=== PAGE ===

There is provided an encoder sensor according to an exemplary embodiment of the present invention. The encoder sensor may include: a light emitting unit and a light receiving part disposed at a distance in a readable range of an encoding mark of a disk; a receiving part receiving the light emitting unit and the light emitting unit; and a lead frame extending into an opposite direction of the disk from the receiving part and electrically connected to a printed circuit board.

Description

CROSS-REFERENCE TO RELATED APPLICATIONS

This application claims the priority of Korean Patent Application No. 10-2010-0010730 filed on Feb. 5, 2010, in the Korean Intellectual Property Office, the disclosure of which is incorporated herein by reference.

BACKGROUND OF THE INVENTION

1. Field of the Invention

The present invention relates to an encoder sensor, a motor provided with the encoder sensor, and an optical disk driving device equipped with the motor, and more particularly, to an encoder sensor capable of reducing the number of parts of the motor by controlling a distance from a disk using only the encoder sensor and simplifying a manufacturing process, a motor provided with the encoder sensor, and an optical disk driving device equipped with the motor.

=== PROVIDED DATA ===

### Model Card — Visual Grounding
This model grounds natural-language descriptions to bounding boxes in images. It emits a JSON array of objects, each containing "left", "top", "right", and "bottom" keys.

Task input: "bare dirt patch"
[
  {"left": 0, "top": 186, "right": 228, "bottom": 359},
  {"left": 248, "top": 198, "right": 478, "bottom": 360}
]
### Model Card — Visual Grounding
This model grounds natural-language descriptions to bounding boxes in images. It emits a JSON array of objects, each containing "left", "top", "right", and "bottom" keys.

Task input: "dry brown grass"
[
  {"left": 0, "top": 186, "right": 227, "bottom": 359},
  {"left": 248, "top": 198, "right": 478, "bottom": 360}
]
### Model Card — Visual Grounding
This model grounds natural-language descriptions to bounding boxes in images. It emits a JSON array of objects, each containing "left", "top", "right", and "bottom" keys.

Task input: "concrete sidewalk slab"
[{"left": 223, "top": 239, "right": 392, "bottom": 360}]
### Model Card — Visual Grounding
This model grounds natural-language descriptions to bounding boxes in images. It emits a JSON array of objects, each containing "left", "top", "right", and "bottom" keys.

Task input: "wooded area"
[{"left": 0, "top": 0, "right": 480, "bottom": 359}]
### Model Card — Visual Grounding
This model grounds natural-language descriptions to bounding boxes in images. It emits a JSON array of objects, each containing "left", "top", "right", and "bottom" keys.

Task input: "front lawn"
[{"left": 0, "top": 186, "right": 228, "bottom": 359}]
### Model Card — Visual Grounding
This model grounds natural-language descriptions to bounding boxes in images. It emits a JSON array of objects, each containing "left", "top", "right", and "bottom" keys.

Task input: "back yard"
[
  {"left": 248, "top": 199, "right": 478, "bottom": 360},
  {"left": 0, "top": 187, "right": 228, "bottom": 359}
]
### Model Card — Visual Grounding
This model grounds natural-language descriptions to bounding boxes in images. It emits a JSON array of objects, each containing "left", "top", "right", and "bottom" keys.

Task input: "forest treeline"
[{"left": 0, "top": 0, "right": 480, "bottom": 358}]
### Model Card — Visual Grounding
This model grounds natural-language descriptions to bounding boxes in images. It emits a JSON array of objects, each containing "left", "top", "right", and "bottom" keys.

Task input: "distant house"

===

EXERCISE
Do these statements agree with the encoder sensor text above? Answer yes or no for each and quote the deciding words.
(a) The Korean patent application claimed as priority was filed on Feb. 5, 2010.
(b) The lead frame extends from the receiving part toward the disk.
(c) The invention can reduce the number of parts of the motor.

EXERCISE ANSWER
(a) Yes: "filed on Feb. 5, 2010, in the Korean Intellectual Property Office"
(b) No: "a lead frame extending into an opposite direction of the disk from the receiving part"
(c) Yes: "capable of reducing the number of parts of the motor"